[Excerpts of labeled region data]
========

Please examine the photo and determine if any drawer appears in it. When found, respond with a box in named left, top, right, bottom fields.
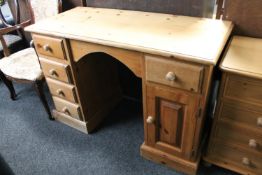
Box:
left=215, top=121, right=262, bottom=154
left=33, top=35, right=66, bottom=59
left=210, top=142, right=262, bottom=175
left=46, top=78, right=77, bottom=102
left=39, top=58, right=71, bottom=83
left=219, top=99, right=262, bottom=129
left=224, top=75, right=262, bottom=105
left=53, top=96, right=81, bottom=120
left=146, top=56, right=204, bottom=92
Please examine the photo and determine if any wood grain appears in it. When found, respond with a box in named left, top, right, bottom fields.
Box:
left=70, top=40, right=143, bottom=77
left=86, top=0, right=215, bottom=17
left=53, top=96, right=82, bottom=120
left=145, top=56, right=204, bottom=92
left=223, top=0, right=262, bottom=38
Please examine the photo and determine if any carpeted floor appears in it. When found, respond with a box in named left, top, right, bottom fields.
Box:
left=0, top=82, right=237, bottom=175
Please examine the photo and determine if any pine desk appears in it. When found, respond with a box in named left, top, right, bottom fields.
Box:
left=26, top=7, right=233, bottom=174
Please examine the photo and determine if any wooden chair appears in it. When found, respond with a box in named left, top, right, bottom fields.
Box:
left=0, top=0, right=62, bottom=119
left=0, top=1, right=28, bottom=59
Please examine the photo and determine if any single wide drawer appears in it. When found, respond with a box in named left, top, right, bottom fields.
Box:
left=33, top=35, right=66, bottom=59
left=210, top=142, right=262, bottom=175
left=219, top=99, right=262, bottom=129
left=215, top=121, right=262, bottom=154
left=46, top=78, right=77, bottom=102
left=53, top=96, right=81, bottom=120
left=39, top=58, right=71, bottom=83
left=224, top=75, right=262, bottom=105
left=146, top=56, right=204, bottom=92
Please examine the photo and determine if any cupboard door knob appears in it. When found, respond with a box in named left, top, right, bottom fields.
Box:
left=62, top=107, right=70, bottom=115
left=166, top=72, right=176, bottom=81
left=248, top=139, right=257, bottom=148
left=242, top=157, right=251, bottom=166
left=56, top=89, right=65, bottom=97
left=49, top=69, right=57, bottom=77
left=146, top=116, right=155, bottom=124
left=257, top=117, right=262, bottom=127
left=43, top=44, right=51, bottom=52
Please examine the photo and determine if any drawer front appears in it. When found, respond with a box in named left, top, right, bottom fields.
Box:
left=215, top=121, right=262, bottom=153
left=210, top=142, right=262, bottom=175
left=39, top=58, right=71, bottom=83
left=146, top=56, right=204, bottom=92
left=53, top=96, right=81, bottom=120
left=219, top=99, right=262, bottom=129
left=33, top=35, right=66, bottom=59
left=224, top=75, right=262, bottom=105
left=46, top=78, right=77, bottom=102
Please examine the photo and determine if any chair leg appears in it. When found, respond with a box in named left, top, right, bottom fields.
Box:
left=34, top=80, right=54, bottom=120
left=0, top=70, right=17, bottom=100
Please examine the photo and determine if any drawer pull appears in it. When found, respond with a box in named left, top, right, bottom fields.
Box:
left=248, top=139, right=257, bottom=148
left=257, top=117, right=262, bottom=127
left=49, top=69, right=57, bottom=77
left=242, top=157, right=251, bottom=166
left=62, top=107, right=70, bottom=115
left=146, top=116, right=155, bottom=124
left=56, top=89, right=65, bottom=97
left=166, top=72, right=176, bottom=81
left=43, top=44, right=52, bottom=52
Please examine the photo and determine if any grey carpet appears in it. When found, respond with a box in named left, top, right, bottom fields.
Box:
left=0, top=82, right=237, bottom=175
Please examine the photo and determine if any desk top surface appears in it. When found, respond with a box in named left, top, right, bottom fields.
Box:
left=220, top=36, right=262, bottom=79
left=26, top=7, right=233, bottom=64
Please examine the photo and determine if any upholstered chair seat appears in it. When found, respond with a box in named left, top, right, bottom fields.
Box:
left=0, top=48, right=43, bottom=81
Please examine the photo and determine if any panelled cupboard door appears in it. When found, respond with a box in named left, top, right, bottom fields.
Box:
left=145, top=85, right=199, bottom=160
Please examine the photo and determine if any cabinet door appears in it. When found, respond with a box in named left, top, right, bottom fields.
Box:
left=145, top=85, right=199, bottom=159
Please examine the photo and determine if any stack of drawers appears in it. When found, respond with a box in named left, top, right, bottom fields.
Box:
left=33, top=35, right=82, bottom=123
left=205, top=37, right=262, bottom=175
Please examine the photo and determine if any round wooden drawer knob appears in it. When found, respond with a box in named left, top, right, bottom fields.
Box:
left=56, top=89, right=65, bottom=97
left=43, top=44, right=51, bottom=52
left=166, top=72, right=176, bottom=81
left=242, top=157, right=251, bottom=166
left=62, top=107, right=70, bottom=115
left=248, top=139, right=257, bottom=148
left=49, top=69, right=57, bottom=77
left=257, top=117, right=262, bottom=127
left=146, top=116, right=155, bottom=124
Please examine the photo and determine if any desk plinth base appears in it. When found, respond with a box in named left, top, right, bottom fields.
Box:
left=140, top=143, right=200, bottom=175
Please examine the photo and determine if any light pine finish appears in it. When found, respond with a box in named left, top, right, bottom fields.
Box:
left=53, top=110, right=88, bottom=134
left=146, top=56, right=204, bottom=92
left=33, top=35, right=66, bottom=59
left=39, top=57, right=72, bottom=83
left=26, top=7, right=233, bottom=65
left=224, top=75, right=262, bottom=104
left=208, top=142, right=262, bottom=175
left=220, top=36, right=262, bottom=79
left=53, top=96, right=82, bottom=120
left=204, top=36, right=262, bottom=175
left=46, top=78, right=77, bottom=102
left=27, top=8, right=233, bottom=174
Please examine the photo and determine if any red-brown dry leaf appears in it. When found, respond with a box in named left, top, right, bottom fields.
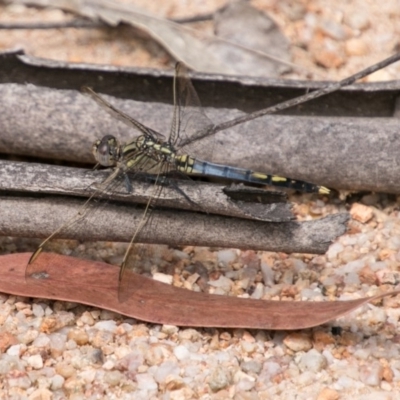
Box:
left=0, top=253, right=400, bottom=330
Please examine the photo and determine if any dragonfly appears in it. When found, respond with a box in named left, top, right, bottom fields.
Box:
left=26, top=63, right=329, bottom=301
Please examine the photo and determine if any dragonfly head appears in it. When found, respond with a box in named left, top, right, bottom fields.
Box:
left=92, top=135, right=121, bottom=167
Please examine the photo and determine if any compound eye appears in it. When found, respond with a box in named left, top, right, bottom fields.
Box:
left=93, top=135, right=118, bottom=167
left=97, top=142, right=110, bottom=156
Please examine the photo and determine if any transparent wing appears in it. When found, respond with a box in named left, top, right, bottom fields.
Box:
left=25, top=150, right=169, bottom=283
left=169, top=63, right=214, bottom=158
left=81, top=86, right=165, bottom=142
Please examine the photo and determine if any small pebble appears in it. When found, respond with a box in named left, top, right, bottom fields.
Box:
left=283, top=333, right=312, bottom=352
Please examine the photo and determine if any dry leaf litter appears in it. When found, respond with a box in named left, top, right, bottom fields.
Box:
left=0, top=1, right=400, bottom=400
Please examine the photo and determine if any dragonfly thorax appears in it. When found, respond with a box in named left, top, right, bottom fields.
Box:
left=92, top=135, right=121, bottom=167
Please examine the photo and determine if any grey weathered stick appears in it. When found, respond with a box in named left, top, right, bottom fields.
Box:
left=0, top=196, right=348, bottom=254
left=0, top=160, right=294, bottom=222
left=0, top=85, right=400, bottom=193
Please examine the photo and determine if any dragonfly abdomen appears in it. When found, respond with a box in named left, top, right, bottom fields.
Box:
left=176, top=155, right=329, bottom=194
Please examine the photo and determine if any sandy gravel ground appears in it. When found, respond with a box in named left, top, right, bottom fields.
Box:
left=0, top=0, right=400, bottom=400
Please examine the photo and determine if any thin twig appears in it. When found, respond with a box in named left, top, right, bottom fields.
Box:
left=182, top=52, right=400, bottom=146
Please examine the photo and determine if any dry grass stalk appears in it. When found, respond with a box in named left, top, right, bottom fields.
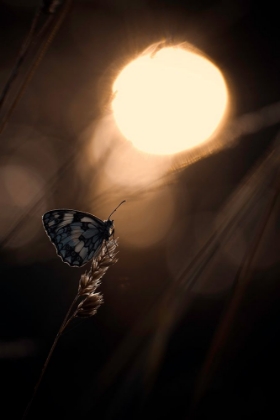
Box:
left=22, top=239, right=118, bottom=420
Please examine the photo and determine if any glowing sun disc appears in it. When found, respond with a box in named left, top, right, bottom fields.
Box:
left=112, top=47, right=228, bottom=155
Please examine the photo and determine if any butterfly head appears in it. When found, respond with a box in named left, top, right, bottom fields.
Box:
left=104, top=219, right=115, bottom=241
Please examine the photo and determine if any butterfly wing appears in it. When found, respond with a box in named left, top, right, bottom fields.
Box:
left=43, top=209, right=108, bottom=267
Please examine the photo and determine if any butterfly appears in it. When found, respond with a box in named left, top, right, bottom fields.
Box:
left=42, top=200, right=125, bottom=267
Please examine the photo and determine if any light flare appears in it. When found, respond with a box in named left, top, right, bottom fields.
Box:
left=112, top=46, right=228, bottom=155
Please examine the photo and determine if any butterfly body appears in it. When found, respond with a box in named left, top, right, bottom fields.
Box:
left=43, top=209, right=114, bottom=267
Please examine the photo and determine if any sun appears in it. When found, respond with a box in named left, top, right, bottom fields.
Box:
left=112, top=46, right=228, bottom=155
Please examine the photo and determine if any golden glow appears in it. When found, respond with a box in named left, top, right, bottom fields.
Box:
left=112, top=47, right=228, bottom=155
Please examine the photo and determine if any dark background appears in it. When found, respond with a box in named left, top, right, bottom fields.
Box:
left=0, top=0, right=280, bottom=419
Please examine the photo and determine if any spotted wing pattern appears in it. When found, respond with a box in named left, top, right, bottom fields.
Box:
left=43, top=209, right=113, bottom=267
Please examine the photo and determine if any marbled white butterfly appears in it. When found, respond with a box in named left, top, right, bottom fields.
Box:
left=42, top=200, right=125, bottom=267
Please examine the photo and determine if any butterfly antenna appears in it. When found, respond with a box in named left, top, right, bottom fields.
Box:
left=108, top=200, right=126, bottom=220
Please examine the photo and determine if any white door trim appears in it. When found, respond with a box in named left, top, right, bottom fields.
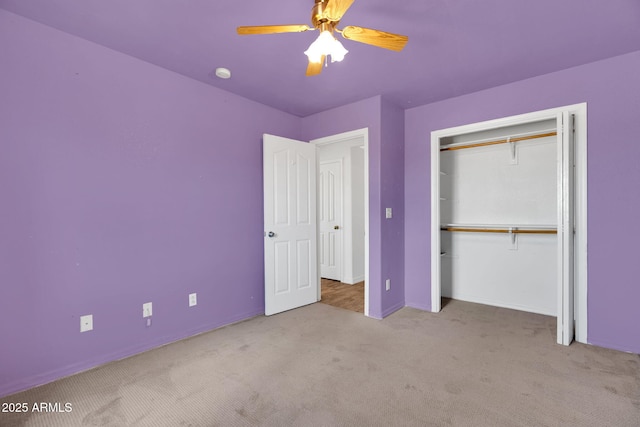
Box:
left=318, top=156, right=347, bottom=282
left=310, top=128, right=370, bottom=316
left=431, top=103, right=588, bottom=343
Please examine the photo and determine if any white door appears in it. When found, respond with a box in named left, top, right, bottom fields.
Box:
left=557, top=111, right=575, bottom=345
left=263, top=134, right=319, bottom=316
left=320, top=160, right=343, bottom=280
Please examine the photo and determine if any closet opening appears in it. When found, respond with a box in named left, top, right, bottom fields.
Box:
left=431, top=104, right=586, bottom=345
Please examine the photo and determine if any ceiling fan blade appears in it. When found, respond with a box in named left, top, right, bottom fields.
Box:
left=342, top=25, right=409, bottom=52
left=322, top=0, right=354, bottom=21
left=307, top=55, right=325, bottom=76
left=237, top=25, right=311, bottom=36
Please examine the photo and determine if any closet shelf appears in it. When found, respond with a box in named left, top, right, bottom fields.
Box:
left=440, top=224, right=558, bottom=234
left=440, top=131, right=558, bottom=151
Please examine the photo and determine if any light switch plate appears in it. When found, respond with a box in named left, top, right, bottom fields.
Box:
left=142, top=302, right=153, bottom=317
left=80, top=314, right=93, bottom=332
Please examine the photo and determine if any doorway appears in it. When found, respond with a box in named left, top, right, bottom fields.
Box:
left=311, top=128, right=369, bottom=316
left=431, top=104, right=587, bottom=345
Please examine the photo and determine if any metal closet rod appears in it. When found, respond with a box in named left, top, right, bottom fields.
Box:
left=440, top=131, right=558, bottom=151
left=440, top=227, right=558, bottom=234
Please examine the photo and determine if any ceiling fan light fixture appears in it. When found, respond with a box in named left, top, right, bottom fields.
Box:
left=304, top=31, right=349, bottom=64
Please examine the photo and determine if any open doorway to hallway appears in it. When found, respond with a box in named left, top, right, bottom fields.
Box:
left=312, top=129, right=368, bottom=314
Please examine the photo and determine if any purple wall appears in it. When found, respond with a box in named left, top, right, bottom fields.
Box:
left=405, top=52, right=640, bottom=353
left=302, top=96, right=404, bottom=318
left=0, top=10, right=300, bottom=396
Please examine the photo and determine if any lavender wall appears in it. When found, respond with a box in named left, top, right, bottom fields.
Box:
left=302, top=96, right=404, bottom=318
left=0, top=10, right=300, bottom=396
left=405, top=52, right=640, bottom=353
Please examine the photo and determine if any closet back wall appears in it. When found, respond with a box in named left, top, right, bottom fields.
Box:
left=0, top=10, right=300, bottom=396
left=405, top=51, right=640, bottom=353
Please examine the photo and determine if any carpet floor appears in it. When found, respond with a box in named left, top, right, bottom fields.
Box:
left=0, top=301, right=640, bottom=427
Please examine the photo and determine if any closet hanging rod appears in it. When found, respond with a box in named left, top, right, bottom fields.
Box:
left=440, top=227, right=558, bottom=234
left=440, top=131, right=558, bottom=151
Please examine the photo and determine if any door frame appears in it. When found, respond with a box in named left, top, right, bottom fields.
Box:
left=430, top=103, right=588, bottom=345
left=316, top=159, right=346, bottom=281
left=310, top=128, right=370, bottom=317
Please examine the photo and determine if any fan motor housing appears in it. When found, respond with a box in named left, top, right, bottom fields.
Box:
left=311, top=0, right=338, bottom=32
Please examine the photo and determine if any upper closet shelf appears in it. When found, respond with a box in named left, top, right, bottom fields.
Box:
left=440, top=224, right=558, bottom=234
left=440, top=129, right=558, bottom=151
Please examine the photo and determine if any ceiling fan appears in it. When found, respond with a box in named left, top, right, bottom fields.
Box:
left=237, top=0, right=409, bottom=76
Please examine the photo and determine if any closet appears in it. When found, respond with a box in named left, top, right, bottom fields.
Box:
left=440, top=120, right=558, bottom=316
left=430, top=104, right=587, bottom=345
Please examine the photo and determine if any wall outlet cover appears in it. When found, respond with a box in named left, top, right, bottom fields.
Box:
left=80, top=314, right=93, bottom=332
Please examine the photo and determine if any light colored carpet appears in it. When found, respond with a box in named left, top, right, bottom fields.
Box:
left=0, top=301, right=640, bottom=427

========

WHAT YOU NEED TO DO: Rewrite the rows from the line with "Please examine the photo and determine if any closet hanging" up to and including the line with "left=310, top=128, right=370, bottom=317", putting "doorway" in place of "door frame" and leaving everything else unchanged.

PROBLEM SOLUTION:
Please examine the photo and determine if any closet hanging rod appears in it. When found, respond with a box in named left, top, right, bottom fields.
Box:
left=440, top=227, right=558, bottom=234
left=440, top=131, right=558, bottom=151
Please examine the photo and determine if any doorway appears in it. When found, respond with a box in named left, top, right, bottom fields.
Box:
left=430, top=103, right=588, bottom=345
left=316, top=159, right=346, bottom=281
left=310, top=128, right=370, bottom=317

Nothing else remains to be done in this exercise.